To do |
Without any pictures, retype exactly the lines that begin at the one holding "Task: locate the brown" and end at the last line of the data below.

Record set |
▬▬▬

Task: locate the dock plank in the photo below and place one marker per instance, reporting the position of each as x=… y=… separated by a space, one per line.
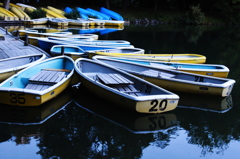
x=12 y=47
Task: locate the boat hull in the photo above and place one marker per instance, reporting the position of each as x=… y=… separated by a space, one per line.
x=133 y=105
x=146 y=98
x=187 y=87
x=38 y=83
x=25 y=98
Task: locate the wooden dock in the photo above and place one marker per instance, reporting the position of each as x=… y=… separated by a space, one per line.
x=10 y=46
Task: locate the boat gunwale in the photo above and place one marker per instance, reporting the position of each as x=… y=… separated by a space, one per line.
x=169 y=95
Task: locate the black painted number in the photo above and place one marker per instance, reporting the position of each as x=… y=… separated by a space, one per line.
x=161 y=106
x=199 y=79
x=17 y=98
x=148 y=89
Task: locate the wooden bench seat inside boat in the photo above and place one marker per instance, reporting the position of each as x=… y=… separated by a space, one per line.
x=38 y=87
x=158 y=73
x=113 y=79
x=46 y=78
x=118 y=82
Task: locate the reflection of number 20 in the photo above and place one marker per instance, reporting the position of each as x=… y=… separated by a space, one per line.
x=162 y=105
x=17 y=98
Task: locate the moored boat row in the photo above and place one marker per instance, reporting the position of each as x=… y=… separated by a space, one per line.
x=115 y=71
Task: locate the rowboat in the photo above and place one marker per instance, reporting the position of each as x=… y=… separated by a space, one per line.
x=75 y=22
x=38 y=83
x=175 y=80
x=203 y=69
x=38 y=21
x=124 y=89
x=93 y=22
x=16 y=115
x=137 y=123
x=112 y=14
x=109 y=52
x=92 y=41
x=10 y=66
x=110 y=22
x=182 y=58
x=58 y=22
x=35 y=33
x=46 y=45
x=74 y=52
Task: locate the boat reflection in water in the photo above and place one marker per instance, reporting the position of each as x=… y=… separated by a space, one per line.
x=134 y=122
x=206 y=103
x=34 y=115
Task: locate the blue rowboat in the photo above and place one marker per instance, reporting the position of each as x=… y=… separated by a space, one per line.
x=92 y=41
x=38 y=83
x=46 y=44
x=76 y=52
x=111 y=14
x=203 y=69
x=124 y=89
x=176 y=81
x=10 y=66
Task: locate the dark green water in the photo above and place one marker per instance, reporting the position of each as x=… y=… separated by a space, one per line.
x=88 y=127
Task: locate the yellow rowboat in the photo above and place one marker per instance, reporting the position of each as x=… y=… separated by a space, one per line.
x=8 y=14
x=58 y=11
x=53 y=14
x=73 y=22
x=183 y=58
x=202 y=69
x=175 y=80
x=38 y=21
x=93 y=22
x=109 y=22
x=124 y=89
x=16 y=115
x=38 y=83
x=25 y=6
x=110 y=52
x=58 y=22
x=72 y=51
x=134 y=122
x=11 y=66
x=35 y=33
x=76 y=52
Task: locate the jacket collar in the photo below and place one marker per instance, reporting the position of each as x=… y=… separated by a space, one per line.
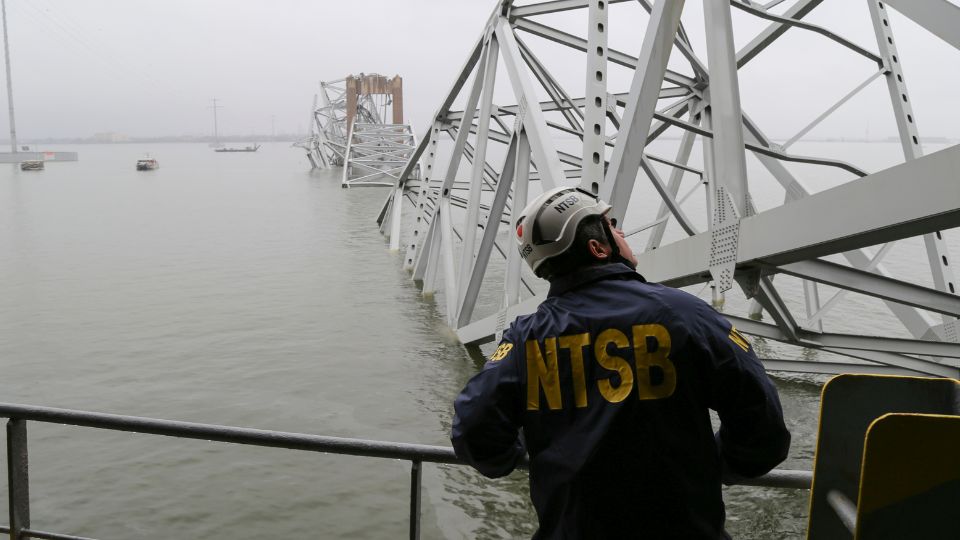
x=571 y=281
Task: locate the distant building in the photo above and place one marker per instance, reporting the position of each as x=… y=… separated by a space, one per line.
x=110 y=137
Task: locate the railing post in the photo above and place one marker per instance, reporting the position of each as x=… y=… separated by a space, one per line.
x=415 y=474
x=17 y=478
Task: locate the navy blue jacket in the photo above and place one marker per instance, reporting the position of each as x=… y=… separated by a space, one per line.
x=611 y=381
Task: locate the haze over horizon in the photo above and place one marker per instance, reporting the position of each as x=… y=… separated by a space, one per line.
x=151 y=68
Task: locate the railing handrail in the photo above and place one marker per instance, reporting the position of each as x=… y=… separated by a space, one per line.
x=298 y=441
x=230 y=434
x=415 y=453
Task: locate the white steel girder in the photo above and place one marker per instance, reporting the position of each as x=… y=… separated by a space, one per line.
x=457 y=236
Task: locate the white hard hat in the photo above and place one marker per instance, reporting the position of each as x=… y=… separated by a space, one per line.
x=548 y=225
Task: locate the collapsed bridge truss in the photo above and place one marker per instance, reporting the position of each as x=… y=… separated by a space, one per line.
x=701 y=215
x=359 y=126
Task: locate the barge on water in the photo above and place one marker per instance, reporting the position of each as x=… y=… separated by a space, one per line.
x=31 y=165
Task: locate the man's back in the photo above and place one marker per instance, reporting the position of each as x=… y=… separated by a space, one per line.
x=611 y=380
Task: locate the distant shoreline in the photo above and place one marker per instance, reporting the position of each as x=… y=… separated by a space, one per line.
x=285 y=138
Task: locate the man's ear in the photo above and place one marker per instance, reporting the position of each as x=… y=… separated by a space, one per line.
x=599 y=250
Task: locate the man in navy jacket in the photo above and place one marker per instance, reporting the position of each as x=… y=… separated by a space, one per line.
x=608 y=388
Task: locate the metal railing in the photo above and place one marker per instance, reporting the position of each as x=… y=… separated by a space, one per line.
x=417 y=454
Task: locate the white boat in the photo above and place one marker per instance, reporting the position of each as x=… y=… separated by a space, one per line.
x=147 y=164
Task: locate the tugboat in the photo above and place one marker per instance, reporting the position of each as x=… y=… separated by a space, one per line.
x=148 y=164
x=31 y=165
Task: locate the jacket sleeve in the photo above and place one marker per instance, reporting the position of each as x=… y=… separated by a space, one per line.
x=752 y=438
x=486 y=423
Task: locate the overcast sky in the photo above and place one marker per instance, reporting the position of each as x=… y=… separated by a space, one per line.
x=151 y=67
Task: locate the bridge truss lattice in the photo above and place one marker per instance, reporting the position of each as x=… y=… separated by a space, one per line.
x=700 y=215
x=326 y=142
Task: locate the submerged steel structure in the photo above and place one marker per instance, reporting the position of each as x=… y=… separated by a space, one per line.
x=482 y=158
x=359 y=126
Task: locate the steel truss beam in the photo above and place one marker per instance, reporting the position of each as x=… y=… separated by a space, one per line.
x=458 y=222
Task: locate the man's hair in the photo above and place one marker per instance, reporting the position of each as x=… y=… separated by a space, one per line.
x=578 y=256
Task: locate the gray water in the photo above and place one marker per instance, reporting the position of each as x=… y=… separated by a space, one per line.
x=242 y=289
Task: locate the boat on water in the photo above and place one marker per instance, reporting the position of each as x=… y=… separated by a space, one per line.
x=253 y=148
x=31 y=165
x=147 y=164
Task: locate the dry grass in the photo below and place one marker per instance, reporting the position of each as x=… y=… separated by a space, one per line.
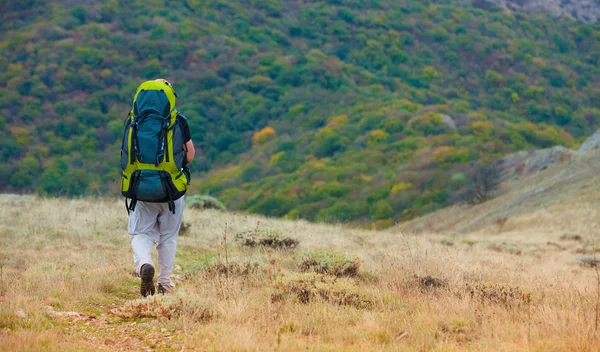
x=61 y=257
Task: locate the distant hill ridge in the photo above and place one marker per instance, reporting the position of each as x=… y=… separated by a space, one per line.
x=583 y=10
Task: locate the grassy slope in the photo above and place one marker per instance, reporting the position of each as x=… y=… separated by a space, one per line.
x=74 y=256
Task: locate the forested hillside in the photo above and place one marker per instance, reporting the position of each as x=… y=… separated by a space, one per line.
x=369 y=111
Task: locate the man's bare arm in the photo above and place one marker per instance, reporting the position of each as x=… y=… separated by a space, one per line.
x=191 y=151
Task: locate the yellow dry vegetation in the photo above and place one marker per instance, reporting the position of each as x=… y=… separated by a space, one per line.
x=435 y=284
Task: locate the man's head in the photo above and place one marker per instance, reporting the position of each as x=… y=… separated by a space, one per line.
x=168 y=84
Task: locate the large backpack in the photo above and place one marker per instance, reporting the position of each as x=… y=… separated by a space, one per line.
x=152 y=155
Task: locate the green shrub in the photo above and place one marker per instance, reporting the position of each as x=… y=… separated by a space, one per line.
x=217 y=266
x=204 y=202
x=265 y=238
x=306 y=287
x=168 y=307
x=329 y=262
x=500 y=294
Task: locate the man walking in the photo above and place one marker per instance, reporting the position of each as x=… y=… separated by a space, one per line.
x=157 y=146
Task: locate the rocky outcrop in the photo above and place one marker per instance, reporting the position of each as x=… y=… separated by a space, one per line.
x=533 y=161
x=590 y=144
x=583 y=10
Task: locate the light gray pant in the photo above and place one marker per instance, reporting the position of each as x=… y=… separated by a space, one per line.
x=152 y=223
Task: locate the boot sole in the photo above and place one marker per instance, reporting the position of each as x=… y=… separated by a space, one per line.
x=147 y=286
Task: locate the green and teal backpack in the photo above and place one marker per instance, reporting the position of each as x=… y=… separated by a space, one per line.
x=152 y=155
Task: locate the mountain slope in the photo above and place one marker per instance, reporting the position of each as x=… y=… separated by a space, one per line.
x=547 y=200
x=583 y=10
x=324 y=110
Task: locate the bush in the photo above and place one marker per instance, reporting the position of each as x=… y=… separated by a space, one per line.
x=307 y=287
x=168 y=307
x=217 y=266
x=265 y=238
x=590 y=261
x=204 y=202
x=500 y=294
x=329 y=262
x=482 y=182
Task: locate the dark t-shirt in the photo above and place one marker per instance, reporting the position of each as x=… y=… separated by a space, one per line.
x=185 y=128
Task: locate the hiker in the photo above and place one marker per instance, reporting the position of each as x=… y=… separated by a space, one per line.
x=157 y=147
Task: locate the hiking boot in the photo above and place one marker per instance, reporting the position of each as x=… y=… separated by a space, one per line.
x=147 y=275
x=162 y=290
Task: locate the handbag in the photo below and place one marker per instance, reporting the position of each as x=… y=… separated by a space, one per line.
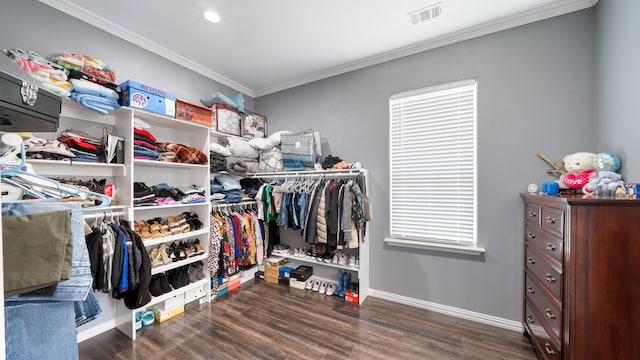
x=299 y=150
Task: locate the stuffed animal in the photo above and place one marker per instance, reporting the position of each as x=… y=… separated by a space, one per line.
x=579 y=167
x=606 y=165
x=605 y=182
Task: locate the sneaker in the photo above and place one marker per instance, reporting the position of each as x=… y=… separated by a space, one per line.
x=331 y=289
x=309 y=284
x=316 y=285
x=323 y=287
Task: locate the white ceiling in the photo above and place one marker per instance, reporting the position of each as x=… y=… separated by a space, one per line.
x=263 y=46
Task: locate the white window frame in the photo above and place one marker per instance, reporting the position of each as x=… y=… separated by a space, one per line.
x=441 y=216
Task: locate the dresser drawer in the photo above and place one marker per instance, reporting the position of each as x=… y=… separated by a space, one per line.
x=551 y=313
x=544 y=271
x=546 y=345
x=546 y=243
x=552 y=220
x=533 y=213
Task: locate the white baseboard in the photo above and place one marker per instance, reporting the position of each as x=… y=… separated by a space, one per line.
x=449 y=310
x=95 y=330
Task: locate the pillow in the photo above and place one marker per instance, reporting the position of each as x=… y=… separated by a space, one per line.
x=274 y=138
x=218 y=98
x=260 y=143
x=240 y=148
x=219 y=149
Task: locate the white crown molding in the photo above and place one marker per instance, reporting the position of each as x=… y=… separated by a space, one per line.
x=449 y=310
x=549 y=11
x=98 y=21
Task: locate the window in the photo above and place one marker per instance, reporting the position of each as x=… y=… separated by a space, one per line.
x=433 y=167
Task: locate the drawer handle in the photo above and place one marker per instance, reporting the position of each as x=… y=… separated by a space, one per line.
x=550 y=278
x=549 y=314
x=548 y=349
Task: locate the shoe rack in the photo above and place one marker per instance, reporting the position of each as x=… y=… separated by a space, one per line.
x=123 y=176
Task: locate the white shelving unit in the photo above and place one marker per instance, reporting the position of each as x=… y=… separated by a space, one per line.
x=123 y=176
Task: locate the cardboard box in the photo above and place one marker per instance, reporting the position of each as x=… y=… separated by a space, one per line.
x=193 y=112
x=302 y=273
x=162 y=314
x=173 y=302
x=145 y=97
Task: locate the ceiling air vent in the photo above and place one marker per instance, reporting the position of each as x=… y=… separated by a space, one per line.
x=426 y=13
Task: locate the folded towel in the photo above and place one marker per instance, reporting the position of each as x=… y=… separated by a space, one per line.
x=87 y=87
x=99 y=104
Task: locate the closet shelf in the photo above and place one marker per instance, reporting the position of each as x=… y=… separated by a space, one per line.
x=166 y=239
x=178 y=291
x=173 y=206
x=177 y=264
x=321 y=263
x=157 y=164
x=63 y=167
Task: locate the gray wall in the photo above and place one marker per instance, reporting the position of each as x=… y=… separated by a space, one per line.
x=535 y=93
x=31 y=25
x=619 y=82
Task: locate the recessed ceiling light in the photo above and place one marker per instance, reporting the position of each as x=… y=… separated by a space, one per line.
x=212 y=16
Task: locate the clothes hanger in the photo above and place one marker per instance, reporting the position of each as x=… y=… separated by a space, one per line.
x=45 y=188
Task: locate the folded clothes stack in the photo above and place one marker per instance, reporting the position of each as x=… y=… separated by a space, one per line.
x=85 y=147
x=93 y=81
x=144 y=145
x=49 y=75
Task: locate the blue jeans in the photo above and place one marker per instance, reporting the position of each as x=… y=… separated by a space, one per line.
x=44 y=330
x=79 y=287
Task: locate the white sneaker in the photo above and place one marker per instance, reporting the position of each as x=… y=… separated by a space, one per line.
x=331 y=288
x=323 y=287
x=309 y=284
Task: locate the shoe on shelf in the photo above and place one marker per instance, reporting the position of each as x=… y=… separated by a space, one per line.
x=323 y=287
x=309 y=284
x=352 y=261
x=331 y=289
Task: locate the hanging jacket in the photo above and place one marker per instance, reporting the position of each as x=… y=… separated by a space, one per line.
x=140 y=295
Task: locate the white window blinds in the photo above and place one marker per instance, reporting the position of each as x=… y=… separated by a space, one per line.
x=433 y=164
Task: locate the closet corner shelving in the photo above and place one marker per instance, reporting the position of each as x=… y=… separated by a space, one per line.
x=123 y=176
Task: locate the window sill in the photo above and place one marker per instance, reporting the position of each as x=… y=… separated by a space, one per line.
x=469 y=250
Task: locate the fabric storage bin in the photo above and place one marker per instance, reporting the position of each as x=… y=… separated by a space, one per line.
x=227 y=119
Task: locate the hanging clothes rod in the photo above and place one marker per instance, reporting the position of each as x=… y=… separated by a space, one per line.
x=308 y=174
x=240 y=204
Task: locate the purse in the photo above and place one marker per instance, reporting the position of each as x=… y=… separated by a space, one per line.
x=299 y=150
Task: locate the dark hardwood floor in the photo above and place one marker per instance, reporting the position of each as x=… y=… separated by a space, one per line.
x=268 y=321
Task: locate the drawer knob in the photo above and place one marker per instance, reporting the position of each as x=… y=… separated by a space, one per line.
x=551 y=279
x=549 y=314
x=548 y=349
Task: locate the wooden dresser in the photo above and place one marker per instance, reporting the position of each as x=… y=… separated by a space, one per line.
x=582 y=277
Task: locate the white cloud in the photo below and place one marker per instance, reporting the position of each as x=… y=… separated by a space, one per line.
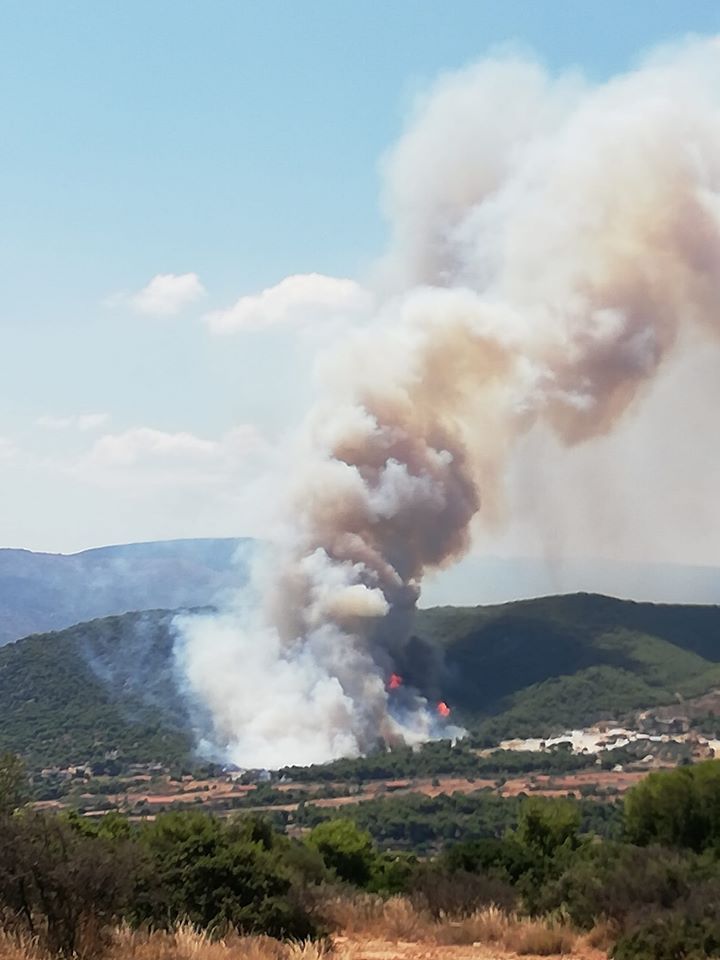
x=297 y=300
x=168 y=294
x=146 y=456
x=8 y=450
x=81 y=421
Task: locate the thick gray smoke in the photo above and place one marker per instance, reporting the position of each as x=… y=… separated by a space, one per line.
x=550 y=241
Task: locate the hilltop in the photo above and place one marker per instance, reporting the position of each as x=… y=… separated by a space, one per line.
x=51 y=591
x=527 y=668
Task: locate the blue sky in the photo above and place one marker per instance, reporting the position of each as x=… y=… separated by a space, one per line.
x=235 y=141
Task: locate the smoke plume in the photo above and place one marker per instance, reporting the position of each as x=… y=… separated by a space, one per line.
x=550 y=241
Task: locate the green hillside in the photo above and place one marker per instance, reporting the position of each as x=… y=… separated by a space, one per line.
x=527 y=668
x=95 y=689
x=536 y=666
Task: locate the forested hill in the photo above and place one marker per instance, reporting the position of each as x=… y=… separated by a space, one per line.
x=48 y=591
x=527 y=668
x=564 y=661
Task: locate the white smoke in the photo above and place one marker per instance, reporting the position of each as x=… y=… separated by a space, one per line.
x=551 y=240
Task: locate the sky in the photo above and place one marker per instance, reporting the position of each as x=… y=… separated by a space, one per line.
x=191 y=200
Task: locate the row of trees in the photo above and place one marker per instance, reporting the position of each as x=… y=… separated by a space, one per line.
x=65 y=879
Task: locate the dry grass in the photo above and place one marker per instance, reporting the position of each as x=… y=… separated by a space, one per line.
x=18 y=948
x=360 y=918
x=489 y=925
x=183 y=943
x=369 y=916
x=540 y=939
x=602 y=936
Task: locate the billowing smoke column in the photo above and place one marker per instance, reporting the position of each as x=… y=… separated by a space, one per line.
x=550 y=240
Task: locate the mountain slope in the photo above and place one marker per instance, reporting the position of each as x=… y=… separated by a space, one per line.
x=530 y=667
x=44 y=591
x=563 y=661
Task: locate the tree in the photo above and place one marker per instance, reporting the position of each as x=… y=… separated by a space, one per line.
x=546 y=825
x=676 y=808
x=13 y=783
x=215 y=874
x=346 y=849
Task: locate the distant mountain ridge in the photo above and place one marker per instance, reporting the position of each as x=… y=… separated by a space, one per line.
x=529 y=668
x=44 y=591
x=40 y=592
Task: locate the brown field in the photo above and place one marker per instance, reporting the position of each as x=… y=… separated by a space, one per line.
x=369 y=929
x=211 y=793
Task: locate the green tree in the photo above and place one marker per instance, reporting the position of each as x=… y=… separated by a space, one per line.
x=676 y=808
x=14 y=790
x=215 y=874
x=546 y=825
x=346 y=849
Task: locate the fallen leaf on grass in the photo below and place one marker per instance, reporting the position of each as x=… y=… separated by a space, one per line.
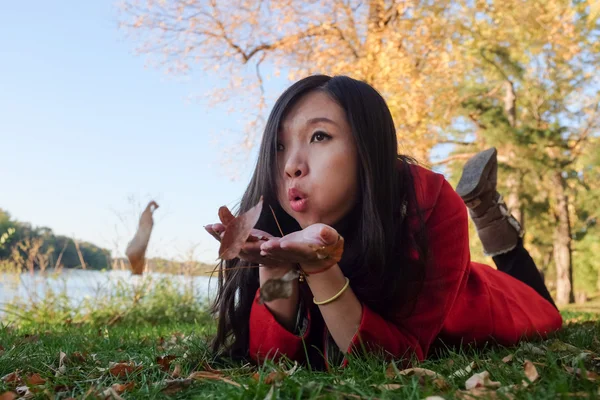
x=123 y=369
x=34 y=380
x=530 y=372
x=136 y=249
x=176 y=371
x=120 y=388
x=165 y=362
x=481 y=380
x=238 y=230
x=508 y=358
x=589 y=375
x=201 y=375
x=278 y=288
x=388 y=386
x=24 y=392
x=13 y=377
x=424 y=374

▬▬▬

Response to the task |
Task: locate the brown field in the photo above and place one marker per instance, reporting the position of each as x=… y=… separated by a space, one per line.
x=369 y=929
x=211 y=793
Task: locate the green tree in the photo above and place one marker per instance, reporting the position of each as x=… y=… separated by a space, one per line.
x=676 y=808
x=14 y=790
x=215 y=874
x=546 y=825
x=346 y=849
Task: locate the fallen leaf on grass in the photo below and place one marker per instance, reporting the position of each as x=… y=… separated by a space, one per line.
x=123 y=369
x=34 y=380
x=530 y=372
x=136 y=249
x=176 y=371
x=120 y=388
x=165 y=362
x=481 y=380
x=238 y=230
x=508 y=358
x=589 y=375
x=201 y=375
x=278 y=288
x=388 y=386
x=24 y=392
x=13 y=377
x=424 y=374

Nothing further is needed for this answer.